## OBJECTIVE
Reproduce all of the data below line for line, leaving out the pictures.

-.-.-

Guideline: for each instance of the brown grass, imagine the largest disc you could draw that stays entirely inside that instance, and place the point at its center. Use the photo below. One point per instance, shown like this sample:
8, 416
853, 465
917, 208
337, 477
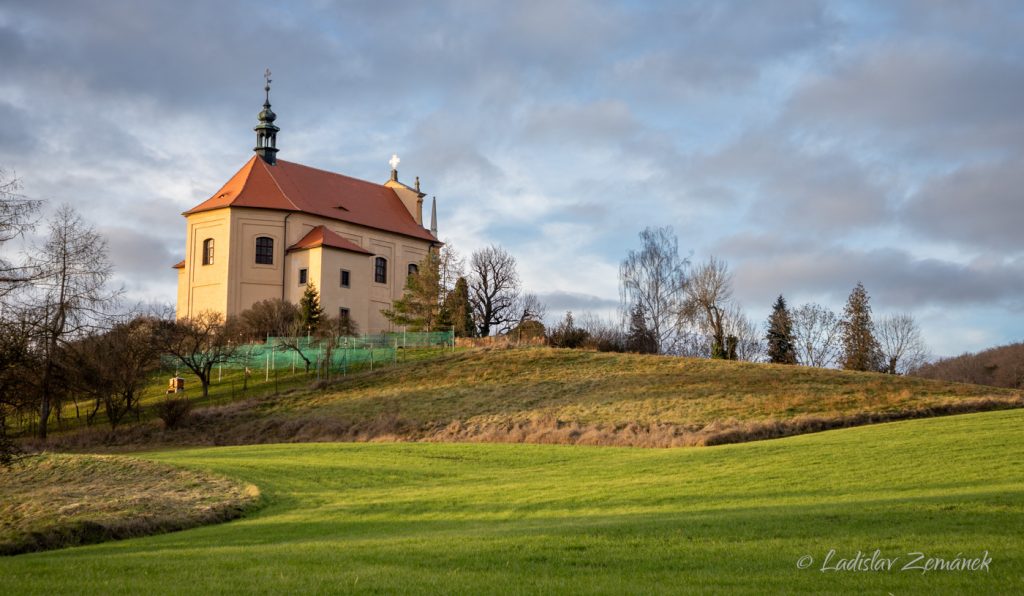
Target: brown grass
56, 501
565, 396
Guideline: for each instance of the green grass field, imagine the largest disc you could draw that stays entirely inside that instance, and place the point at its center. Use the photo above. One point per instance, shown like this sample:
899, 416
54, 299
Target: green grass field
554, 396
523, 518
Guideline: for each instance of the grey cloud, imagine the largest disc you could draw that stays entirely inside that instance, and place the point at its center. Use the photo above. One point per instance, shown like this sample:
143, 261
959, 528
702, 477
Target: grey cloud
894, 278
803, 188
559, 302
721, 45
926, 94
137, 255
604, 121
980, 206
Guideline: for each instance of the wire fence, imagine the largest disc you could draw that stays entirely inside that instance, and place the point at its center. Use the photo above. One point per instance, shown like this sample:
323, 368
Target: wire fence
340, 354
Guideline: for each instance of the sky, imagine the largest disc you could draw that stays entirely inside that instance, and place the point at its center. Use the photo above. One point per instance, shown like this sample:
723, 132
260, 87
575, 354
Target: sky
809, 144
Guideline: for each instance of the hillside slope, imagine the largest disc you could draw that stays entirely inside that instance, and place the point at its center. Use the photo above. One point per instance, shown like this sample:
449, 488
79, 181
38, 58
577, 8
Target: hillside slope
755, 518
570, 396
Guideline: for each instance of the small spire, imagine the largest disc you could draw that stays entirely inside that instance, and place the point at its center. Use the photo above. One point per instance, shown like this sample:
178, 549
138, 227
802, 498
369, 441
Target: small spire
266, 132
433, 216
393, 162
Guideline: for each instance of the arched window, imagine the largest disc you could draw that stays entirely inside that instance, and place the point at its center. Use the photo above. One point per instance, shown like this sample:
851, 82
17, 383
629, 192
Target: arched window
264, 250
208, 251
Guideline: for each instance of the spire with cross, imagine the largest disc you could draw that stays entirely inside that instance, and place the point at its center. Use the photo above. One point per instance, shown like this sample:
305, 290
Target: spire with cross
266, 131
394, 161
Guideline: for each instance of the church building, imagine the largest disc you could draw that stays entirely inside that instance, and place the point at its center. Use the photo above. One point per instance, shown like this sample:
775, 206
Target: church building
276, 225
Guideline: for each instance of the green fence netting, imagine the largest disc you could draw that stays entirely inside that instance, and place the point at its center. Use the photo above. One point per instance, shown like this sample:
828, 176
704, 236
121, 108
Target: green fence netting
280, 353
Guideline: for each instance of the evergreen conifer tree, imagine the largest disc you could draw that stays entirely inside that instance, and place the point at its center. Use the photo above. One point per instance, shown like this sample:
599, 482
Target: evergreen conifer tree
860, 348
640, 339
460, 310
420, 308
781, 347
310, 311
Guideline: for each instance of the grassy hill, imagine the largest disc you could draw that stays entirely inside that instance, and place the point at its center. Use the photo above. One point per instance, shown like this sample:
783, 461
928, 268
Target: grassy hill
569, 396
54, 501
500, 518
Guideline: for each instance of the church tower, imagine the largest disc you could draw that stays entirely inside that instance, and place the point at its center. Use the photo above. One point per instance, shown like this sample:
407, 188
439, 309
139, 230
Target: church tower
266, 132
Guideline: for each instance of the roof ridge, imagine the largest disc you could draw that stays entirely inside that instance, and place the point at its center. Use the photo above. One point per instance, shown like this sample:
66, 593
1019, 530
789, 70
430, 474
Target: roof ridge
339, 174
278, 184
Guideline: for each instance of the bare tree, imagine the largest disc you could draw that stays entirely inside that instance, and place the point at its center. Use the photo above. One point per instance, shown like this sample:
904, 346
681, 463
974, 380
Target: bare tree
818, 335
16, 216
451, 267
298, 340
16, 362
494, 290
271, 317
71, 296
200, 343
750, 344
654, 278
902, 346
708, 299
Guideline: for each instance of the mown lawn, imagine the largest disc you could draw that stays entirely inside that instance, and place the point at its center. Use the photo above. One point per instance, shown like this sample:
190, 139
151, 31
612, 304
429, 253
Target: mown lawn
521, 518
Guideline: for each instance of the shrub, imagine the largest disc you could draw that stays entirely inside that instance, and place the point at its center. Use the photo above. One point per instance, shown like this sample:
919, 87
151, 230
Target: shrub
174, 412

-.-.-

## THE REPLY
Guideline: for each instance of the brown grass, imagine the largest disc you could draw that stays entirely inside that instance, and place the point at its center. Use the photo below. One point per instance, shown like this sample:
8, 416
853, 465
917, 208
337, 477
Target: brown grass
56, 501
565, 396
Guideline: for each instance of the green grass field, imagine the largest disc you could draw that stays entirely inside that instance, and place the point at its center. Use the photo above. One point per instance, shown like this sample:
899, 416
54, 299
Target: green grass field
554, 396
523, 518
Guideline: for each instance of the grey cloud, imagine the largest disc you could draw that stays entirely inside that instance, and place the point at its center. Use the photo above. One point per instance, shown like this sample:
143, 261
959, 528
702, 477
Target: grey cloud
894, 278
803, 188
559, 302
721, 45
926, 94
137, 255
604, 121
980, 206
Guideline: for each instance of the wire fence, imagine the largest disc you could draw that stays entirely inside that instance, and place the point at its center. Use the photo above. One point per instance, shown like this sample:
323, 368
Target: wire fence
340, 354
Guideline: for each instance of the sky, imagine the largest disc you could draw that stays entirely inside that instance, and place the point at its center. Use the photo above. One point per instance, shown like this sample:
723, 132
260, 87
575, 354
Target: sky
809, 144
Guideline: for each instance of the hillside slope, imagine the largest disc you could draw that stays entirely inside that instance, and place the point at its center. Use the photo above. One point per instance, shown like this sample:
449, 488
79, 181
38, 58
577, 8
Target: hillside slope
755, 518
570, 396
Guideline: for each instance of the small spire, imagine the largest disc you could draw that stays entirely inside that instance, and place the point at its center. Use the photo above. One point per instance, shown like this sample:
178, 549
138, 227
802, 498
369, 441
Target: small spire
266, 132
433, 216
393, 162
Guideline: for each instance of the arched window, imagine the largest disc you could draw that stays entirely inside that instance, and place the point at its center. Use the photo above. One point per instance, shown like this sample:
851, 82
17, 383
629, 192
Target: arched window
264, 250
208, 251
Guideline: for each instance of the spire with cross, imagine the largest disc you could draw that stays entirely inside that instance, and place the point at its center. Use the photo above. One point per instance, shown like this sample:
305, 290
Target: spire with cross
266, 131
394, 161
Guideline: for each instance of the church building, imagine the largest disc you could draw that stays entirely inside that instance, and place the point at its center. Use the photo above. One point per instance, shown like this sample:
775, 206
Target: church building
276, 225
Guideline: for each instance of the green fence netting, imagine the largest disc you could draw that stays entirely inside that instance, and place the point at its center. Use the photo above. One point per instance, shown like this sample:
828, 176
704, 236
121, 108
Target: green fence netting
280, 353
Guideline: for each instance of the evergreen conifer tree, imagine the largest disc you could draw that stays entirely inside that instance, and place the point at its center. Use the photo above. One point per instance, shown like this sample:
599, 482
Target: evergreen conifer tree
860, 348
640, 339
460, 310
420, 308
781, 347
310, 311
Guideline: for each instance of the grassy hill, imagine the largest disc you could draw that stays entirely inside that instance, and place the point at its center. Use the photo above. One point per instance, shown like this sample:
783, 461
928, 268
Target: grassy hill
569, 396
54, 501
500, 518
Guideline: for each instance of the church tower, imagine the largest disc you could draw that stays entirely inside that instance, and place the point at its center. Use the photo above. One point per instance, shown like this sample:
407, 188
439, 309
139, 230
Target: church tower
266, 132
Guideline: for each instance of the roof ridge, imagine the largest disc you could draw that stays entirely inside that instance, and place the point at its center. Use the photo above. One point per instance, shown like this sample:
66, 593
1019, 530
789, 70
430, 474
Target: roof ridge
339, 174
278, 184
Guideline: for each instance of the bare tree, imagine the largest disc you could draw that stays entirely inside that instance, and place the point at its center. Use the photo above. One point per instance, shown like this sample:
904, 346
681, 463
974, 380
Target: bare tree
818, 335
16, 216
451, 267
298, 340
16, 362
494, 290
271, 317
71, 296
200, 343
750, 344
654, 278
902, 346
708, 299
Guideline: for each instance of the mown lawn, imagine the largest disc you could draw that stays entirely inside that instance, and place the point at its center. Use the photo above. One point per instance, shown like this sample:
190, 139
151, 31
612, 304
429, 253
Target: mown lawn
521, 518
Guideline: for each instance of the shrub, imagine the largest disc you could draw that stays entirely inside that instance, and place the point at its center. Use the photo above. One point per instance, shown like this sample:
919, 87
151, 230
Target: shrub
174, 412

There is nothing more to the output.